- AIM OF THE EXERCISE
Only the pictures are to be left out; set down the rest of the records exactly.
--------------------------------
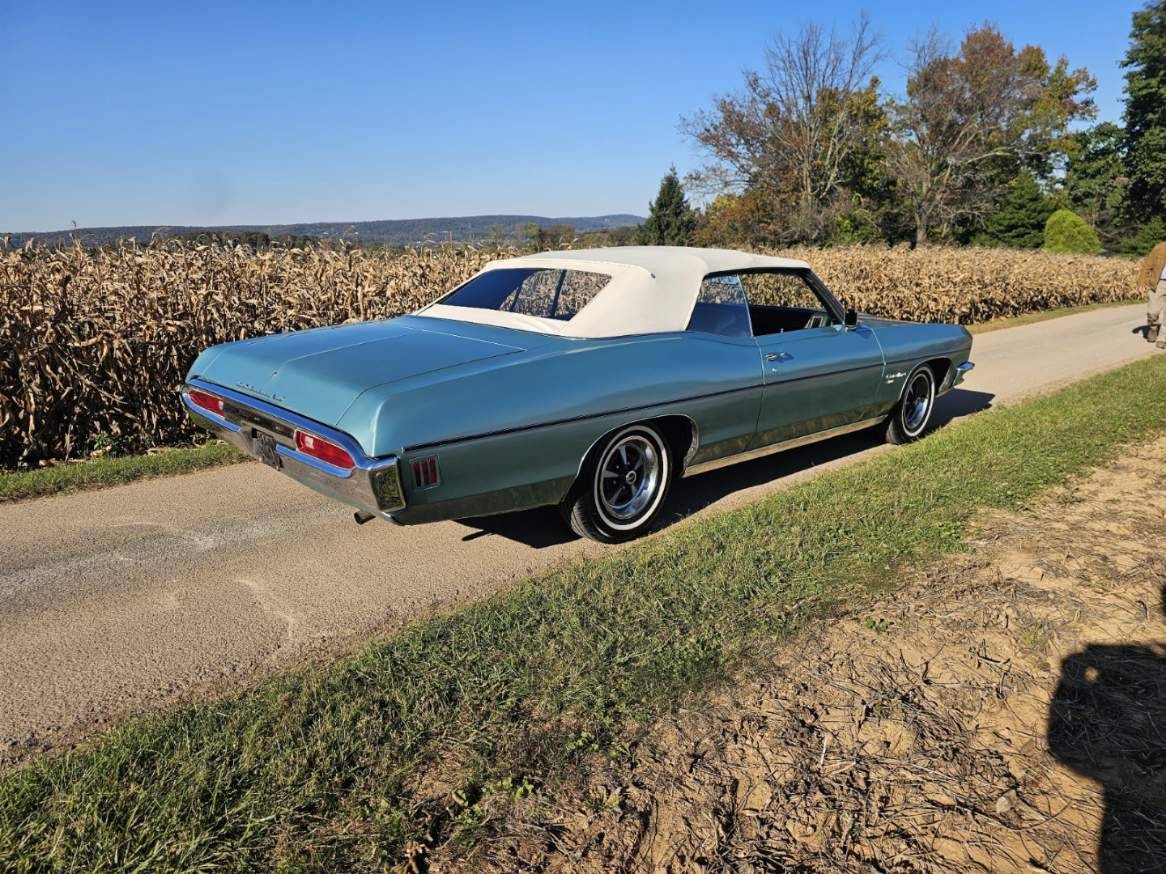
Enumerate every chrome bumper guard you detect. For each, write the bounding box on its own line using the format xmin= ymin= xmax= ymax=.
xmin=181 ymin=378 xmax=405 ymax=518
xmin=953 ymin=360 xmax=974 ymax=386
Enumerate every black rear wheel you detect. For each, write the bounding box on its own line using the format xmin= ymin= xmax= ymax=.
xmin=565 ymin=423 xmax=672 ymax=543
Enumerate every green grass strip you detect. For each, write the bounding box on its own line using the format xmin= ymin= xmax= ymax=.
xmin=3 ymin=355 xmax=1166 ymax=871
xmin=0 ymin=442 xmax=244 ymax=502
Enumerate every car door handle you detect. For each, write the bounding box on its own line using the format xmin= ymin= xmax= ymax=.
xmin=766 ymin=352 xmax=792 ymax=362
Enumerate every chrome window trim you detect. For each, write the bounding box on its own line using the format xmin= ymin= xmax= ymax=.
xmin=686 ymin=273 xmax=756 ymax=339
xmin=702 ymin=267 xmax=847 ymax=328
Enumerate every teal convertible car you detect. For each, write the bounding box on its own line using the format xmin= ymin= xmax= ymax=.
xmin=183 ymin=247 xmax=973 ymax=542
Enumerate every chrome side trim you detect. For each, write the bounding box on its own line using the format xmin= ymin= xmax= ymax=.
xmin=181 ymin=378 xmax=406 ymax=516
xmin=682 ymin=416 xmax=887 ymax=477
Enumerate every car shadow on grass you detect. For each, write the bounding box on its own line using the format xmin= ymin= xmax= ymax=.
xmin=457 ymin=387 xmax=996 ymax=548
xmin=1047 ymin=583 xmax=1166 ymax=873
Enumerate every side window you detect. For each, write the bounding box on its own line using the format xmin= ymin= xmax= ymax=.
xmin=554 ymin=270 xmax=609 ymax=319
xmin=686 ymin=274 xmax=752 ymax=338
xmin=739 ymin=271 xmax=837 ymax=336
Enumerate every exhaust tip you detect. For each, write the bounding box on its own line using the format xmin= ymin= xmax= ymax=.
xmin=353 ymin=511 xmax=376 ymax=525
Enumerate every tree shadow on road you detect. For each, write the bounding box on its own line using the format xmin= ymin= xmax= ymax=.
xmin=456 ymin=388 xmax=995 ymax=548
xmin=1048 ymin=583 xmax=1166 ymax=873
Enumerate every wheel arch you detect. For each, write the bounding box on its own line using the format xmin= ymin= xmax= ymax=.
xmin=566 ymin=413 xmax=696 ymax=502
xmin=923 ymin=357 xmax=952 ymax=390
xmin=895 ymin=358 xmax=946 ymax=404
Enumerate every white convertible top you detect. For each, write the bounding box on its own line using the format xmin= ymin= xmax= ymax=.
xmin=417 ymin=246 xmax=810 ymax=338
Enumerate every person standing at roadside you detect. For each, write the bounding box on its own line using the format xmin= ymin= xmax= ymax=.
xmin=1142 ymin=240 xmax=1166 ymax=349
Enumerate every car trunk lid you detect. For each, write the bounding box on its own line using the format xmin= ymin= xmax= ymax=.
xmin=191 ymin=317 xmax=526 ymax=425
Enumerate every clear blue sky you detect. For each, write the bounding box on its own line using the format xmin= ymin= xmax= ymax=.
xmin=0 ymin=0 xmax=1145 ymax=231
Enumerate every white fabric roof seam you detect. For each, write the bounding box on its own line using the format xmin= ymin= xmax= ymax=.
xmin=414 ymin=246 xmax=810 ymax=339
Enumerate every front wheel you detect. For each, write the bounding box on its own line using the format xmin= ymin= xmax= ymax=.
xmin=565 ymin=423 xmax=672 ymax=543
xmin=885 ymin=365 xmax=936 ymax=445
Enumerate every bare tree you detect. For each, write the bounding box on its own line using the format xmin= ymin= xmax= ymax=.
xmin=888 ymin=26 xmax=1096 ymax=245
xmin=683 ymin=15 xmax=884 ymax=242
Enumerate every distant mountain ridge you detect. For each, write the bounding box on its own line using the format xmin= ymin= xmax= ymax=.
xmin=4 ymin=214 xmax=644 ymax=247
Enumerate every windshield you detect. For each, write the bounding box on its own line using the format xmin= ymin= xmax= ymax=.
xmin=438 ymin=267 xmax=610 ymax=321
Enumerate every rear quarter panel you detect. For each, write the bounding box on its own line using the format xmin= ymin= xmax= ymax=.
xmin=342 ymin=331 xmax=764 ymax=523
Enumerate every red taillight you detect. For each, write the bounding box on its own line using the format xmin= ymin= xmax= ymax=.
xmin=188 ymin=389 xmax=224 ymax=417
xmin=294 ymin=429 xmax=355 ymax=470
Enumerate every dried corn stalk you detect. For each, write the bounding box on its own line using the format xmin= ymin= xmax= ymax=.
--------------------------------
- OUTPUT FOR THIS EXERCISE
Enumerate every chrome bumper guard you detect. For each, write the bounding box on its own line using the format xmin= ymin= xmax= ymax=.
xmin=181 ymin=378 xmax=405 ymax=518
xmin=953 ymin=360 xmax=974 ymax=386
Enumerate every black rear wheel you detect. For each, write the bounding box on its own line using the format xmin= ymin= xmax= ymax=.
xmin=565 ymin=423 xmax=672 ymax=543
Enumerate every green grass strip you detect. For each, write the bounding box on its own line using the format xmin= ymin= xmax= ymax=.
xmin=3 ymin=355 xmax=1166 ymax=871
xmin=0 ymin=442 xmax=244 ymax=502
Enumerate every car door handle you detect. For each, write the bounding box on its own line using the format xmin= ymin= xmax= ymax=.
xmin=766 ymin=352 xmax=792 ymax=362
Enumerate every chrome window trim you detect. For each, write the bounding box on its own line using the format xmin= ymin= xmax= ymax=.
xmin=686 ymin=273 xmax=756 ymax=339
xmin=702 ymin=267 xmax=847 ymax=328
Enumerate every teal convertible car you detect. For each, write the bounding box on its own line using the format xmin= ymin= xmax= ymax=.
xmin=183 ymin=247 xmax=973 ymax=542
Enumerate every chrome side trim you detect. For each, write the bounding box on its own line using the format xmin= ymin= xmax= ymax=.
xmin=181 ymin=378 xmax=406 ymax=516
xmin=682 ymin=416 xmax=887 ymax=477
Enumerate every car shadow on grass you detect. For each, write the bounding box on its own line using the format xmin= ymin= xmax= ymax=.
xmin=457 ymin=387 xmax=996 ymax=548
xmin=1047 ymin=583 xmax=1166 ymax=873
Enumerate every side window you detect. For each, write the bounding box on its own line using the format xmin= ymin= xmax= ymax=.
xmin=554 ymin=270 xmax=609 ymax=319
xmin=686 ymin=274 xmax=752 ymax=338
xmin=739 ymin=271 xmax=837 ymax=336
Enumerate every exhaust tip you detect. For each, write the bounding box on its own line using the format xmin= ymin= xmax= ymax=.
xmin=353 ymin=511 xmax=376 ymax=525
Enumerate every tree shadow on road you detect. For each, write the bounding box on its own line using the format xmin= ymin= xmax= ymax=.
xmin=456 ymin=388 xmax=995 ymax=548
xmin=1048 ymin=583 xmax=1166 ymax=873
Enumerate every wheel arch you detect. For each, write the bounding box on its own line using the format xmin= ymin= xmax= ymax=.
xmin=566 ymin=413 xmax=696 ymax=502
xmin=923 ymin=357 xmax=952 ymax=390
xmin=895 ymin=358 xmax=946 ymax=404
Enumerate every white convertible top you detect. For each, write the bounding box on its own line using the format xmin= ymin= xmax= ymax=.
xmin=417 ymin=246 xmax=810 ymax=338
Enumerate every person standing at roadside you detect. For each, write the bounding box on its own line using the format xmin= ymin= xmax= ymax=.
xmin=1142 ymin=240 xmax=1166 ymax=349
Enumerate every car trunk lid you detect. For each, write the bounding box on its own line using the format xmin= ymin= xmax= ymax=.
xmin=191 ymin=317 xmax=526 ymax=425
Enumerate every clear blue sky you detect. For each, write the bounding box on its own line using the format xmin= ymin= xmax= ymax=.
xmin=0 ymin=0 xmax=1145 ymax=231
Enumerate every white fabric roof seam you detect. For each, write the bounding box on its own line using the format xmin= ymin= xmax= ymax=.
xmin=414 ymin=246 xmax=810 ymax=339
Enumerate every front wheel you detect. For each, write the bounding box on its own line using the format xmin= ymin= xmax= ymax=.
xmin=565 ymin=423 xmax=672 ymax=543
xmin=885 ymin=365 xmax=936 ymax=445
Enumerate every bare tree you detect. For each, write the bounding box on its own line using the format xmin= ymin= xmax= ymax=.
xmin=888 ymin=26 xmax=1096 ymax=245
xmin=683 ymin=15 xmax=884 ymax=242
Enumerate every distant mountain ridge you detect. For each, write the bounding box on its own line using the format xmin= ymin= xmax= ymax=.
xmin=4 ymin=214 xmax=644 ymax=247
Enumerate every windshield you detect. For each, write the bounding box on its own line using the format xmin= ymin= xmax= ymax=.
xmin=438 ymin=267 xmax=610 ymax=321
Enumerate every rear quarter panel you detect. For each, write the bounding box on its own line using the format xmin= ymin= xmax= ymax=.
xmin=342 ymin=331 xmax=764 ymax=523
Enumerate every red taillight you detect. For each, write the bounding box on its own line using the format xmin= ymin= xmax= ymax=.
xmin=188 ymin=389 xmax=224 ymax=417
xmin=294 ymin=429 xmax=355 ymax=470
Enumerate every dried corn stalk you detect. For each, write the bounding box on its own line using the format xmin= ymin= xmax= ymax=.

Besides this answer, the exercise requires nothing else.